* TASKS TO COMPLETE:
a) List every year mentioned in the book review about the Indian Ladies' Magazine.
b) Carry on the book review about the Indian Ladies' Magazine, starting right after its final sentence.

* PROVIDED TEXT:
[START]

Deborah Logan's most recent book offers the first sustained scholarly examination of the Indian Ladies' Magazine, a periodical edited by an Indian woman and aimed at Indian women readers, with some contributions from British and American writers. Logan's book provides an immensely valuable resource for literary scholars and historians interested in women's magazines, transatlanticism, and empire. This extensive consideration maps the history of the magazine in its cultural, social, and political milieux. Taking a transatlantic focus allows Logan to chart the flows between the Indian subcontinent and Britain during the magazine's long but truncated run. The magazine, which was published from 1901 to 1938, with a hiatus between 1918 and 1927, is clearly not a Victorian one. Yet Logan makes a case for the importance of this magazine in the lineage of Victorian periodicals by tracing the hefty influence of Victorian England—and indeed, Victoria herself—on the magazine's political persuasion, contributors, and editor, Kamala Satthianadhan. [End Page 754]

The book is divided into eight chapters, each attending to a different context in which the magazine was situated. The first chapter provides a brief history of English women's magazines, before offering a substantive history of Indian women's magazines. Logan articulates how the growth of periodical publishing contributed to the empire's political instability during the time the Indian Ladies' Magazine was published. Along with several other Indian periodicals aimed at women readers, the Indian Ladies' Magazine was a major force in encouraging women's education and literacy efforts across the country. As the "first Indian women's English-language publication edited by a woman," its very existence was testament to the changing role of women in India's literary sphere (30). However, what Logan explains so well are the tensions between the changing ideals of Indian womanhood and Victorian gender roles, as exemplified by the Angel of the House and the New Woman. She demonstrates how Satthianadhan negotiated these tensions both in her editorials and in her choice of content, defining both as a panacea to the modern, feminist undertaking of a woman-edited, mostly woman-written magazine.

[END]

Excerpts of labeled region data
[START]

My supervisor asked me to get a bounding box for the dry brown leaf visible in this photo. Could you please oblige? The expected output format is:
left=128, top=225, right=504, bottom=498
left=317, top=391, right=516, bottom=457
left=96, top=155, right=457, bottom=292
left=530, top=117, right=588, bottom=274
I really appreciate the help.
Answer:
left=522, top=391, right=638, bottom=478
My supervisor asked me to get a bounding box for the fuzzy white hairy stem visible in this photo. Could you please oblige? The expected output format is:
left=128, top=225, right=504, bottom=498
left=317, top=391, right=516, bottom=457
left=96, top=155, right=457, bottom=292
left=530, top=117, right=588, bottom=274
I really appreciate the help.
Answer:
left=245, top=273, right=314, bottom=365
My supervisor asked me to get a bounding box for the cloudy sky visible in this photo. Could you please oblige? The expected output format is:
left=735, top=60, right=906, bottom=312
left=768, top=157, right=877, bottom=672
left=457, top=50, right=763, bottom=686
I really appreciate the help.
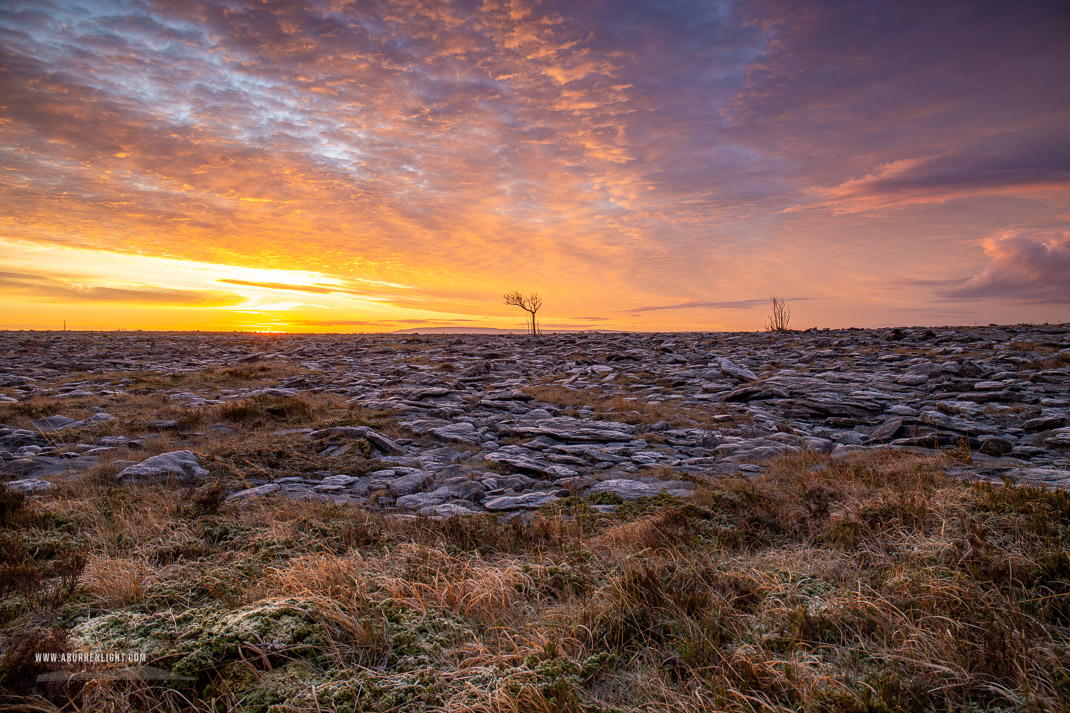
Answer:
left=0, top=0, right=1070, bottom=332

[END]

* ANSWERS FOR THIS EXERCISE:
a) 1901, 1938, 1918, 1927

b)
Chapters two and three address the literary aspects of the magazine. The second chapter investigates how Victorian ideals of womanhood were included in the Indian Ladies' Magazine, particularly through articles analysing Tennyson's The Princess, John Ruskin's Sesame and Lilies, and Coventry Patmore's The Angel of the House. British authors were commonly featured, and Logan shows how articles like "Tennyson's Ideal of Womanhood" and "Ruskin on Women by an Indian Lady" created a dialogue with the British literary sphere. Criticism of Indian literature was also a key feature of the magazine. Logan describes how some contributors were vocal in "claiming the superiority of the East over West" (51). This priority of Eastern texts paved the way for Indian contributors to write back to England, countering romanticized versions of India and its religious and cultural practices long before Edward Said coined the term "orientalism" (51).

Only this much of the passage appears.